→ Assigned task
Apart from the pictures, every part of the records below gets retyped exactly.

→ Exercise data
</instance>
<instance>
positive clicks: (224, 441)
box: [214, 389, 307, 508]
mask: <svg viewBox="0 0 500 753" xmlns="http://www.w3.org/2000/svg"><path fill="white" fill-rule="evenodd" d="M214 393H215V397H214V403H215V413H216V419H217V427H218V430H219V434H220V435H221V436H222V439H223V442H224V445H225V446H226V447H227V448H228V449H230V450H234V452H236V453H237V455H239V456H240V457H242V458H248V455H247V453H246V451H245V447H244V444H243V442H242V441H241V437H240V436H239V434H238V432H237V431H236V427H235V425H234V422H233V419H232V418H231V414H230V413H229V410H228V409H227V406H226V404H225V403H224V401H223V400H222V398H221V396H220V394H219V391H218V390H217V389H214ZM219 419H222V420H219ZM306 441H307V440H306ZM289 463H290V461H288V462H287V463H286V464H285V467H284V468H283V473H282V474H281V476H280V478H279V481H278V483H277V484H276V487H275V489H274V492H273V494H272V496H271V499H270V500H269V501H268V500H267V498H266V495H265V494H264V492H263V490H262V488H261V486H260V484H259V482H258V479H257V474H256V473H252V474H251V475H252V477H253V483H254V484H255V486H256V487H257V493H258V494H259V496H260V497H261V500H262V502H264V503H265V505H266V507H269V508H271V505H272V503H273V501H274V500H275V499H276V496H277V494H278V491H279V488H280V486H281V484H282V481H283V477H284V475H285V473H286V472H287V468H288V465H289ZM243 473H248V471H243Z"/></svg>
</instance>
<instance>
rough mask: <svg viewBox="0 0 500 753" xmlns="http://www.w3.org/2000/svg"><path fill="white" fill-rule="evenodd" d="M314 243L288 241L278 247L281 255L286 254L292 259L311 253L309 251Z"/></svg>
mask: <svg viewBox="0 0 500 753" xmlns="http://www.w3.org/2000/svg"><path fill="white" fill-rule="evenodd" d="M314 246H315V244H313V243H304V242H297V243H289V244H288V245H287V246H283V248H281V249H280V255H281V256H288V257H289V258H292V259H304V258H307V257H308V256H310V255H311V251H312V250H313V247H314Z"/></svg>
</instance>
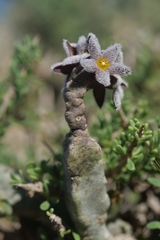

→ Answer space
</instance>
<instance>
positive clicks: (224, 441)
box: [214, 389, 307, 508]
mask: <svg viewBox="0 0 500 753" xmlns="http://www.w3.org/2000/svg"><path fill="white" fill-rule="evenodd" d="M214 393H215V397H214V403H215V413H216V419H217V427H218V430H219V434H220V435H221V436H222V439H223V442H224V445H225V446H226V447H227V448H228V449H230V450H234V452H236V453H237V455H239V456H240V457H242V458H248V455H247V453H246V451H245V447H244V444H243V442H242V441H241V437H240V436H239V434H238V432H237V431H236V427H235V425H234V422H233V419H232V418H231V414H230V413H229V410H228V409H227V406H226V404H225V403H224V401H223V400H222V398H221V396H220V394H219V391H218V390H217V389H214ZM219 419H222V420H219ZM306 441H307V440H306ZM289 463H290V461H288V462H287V463H286V464H285V467H284V468H283V473H282V474H281V476H280V478H279V481H278V483H277V484H276V487H275V489H274V492H273V494H272V496H271V499H270V500H269V501H268V500H267V498H266V495H265V494H264V492H263V490H262V488H261V486H260V484H259V482H258V479H257V474H256V473H252V474H251V475H252V477H253V483H254V484H255V486H256V487H257V493H258V494H259V496H260V497H261V500H262V502H264V503H265V505H266V507H269V508H271V505H272V503H273V501H274V500H275V499H276V496H277V494H278V491H279V488H280V486H281V484H282V481H283V477H284V475H285V473H286V472H287V468H288V465H289ZM243 473H248V471H243Z"/></svg>
</instance>
<instance>
rough mask: <svg viewBox="0 0 500 753" xmlns="http://www.w3.org/2000/svg"><path fill="white" fill-rule="evenodd" d="M314 243L288 241L278 247L281 255L286 254L292 259L311 253L309 251Z"/></svg>
mask: <svg viewBox="0 0 500 753" xmlns="http://www.w3.org/2000/svg"><path fill="white" fill-rule="evenodd" d="M314 246H315V244H313V243H304V242H297V243H289V244H288V245H287V246H283V248H281V249H280V255H281V256H288V257H289V258H292V259H304V258H307V257H308V256H310V255H311V251H312V250H313V247H314Z"/></svg>
</instance>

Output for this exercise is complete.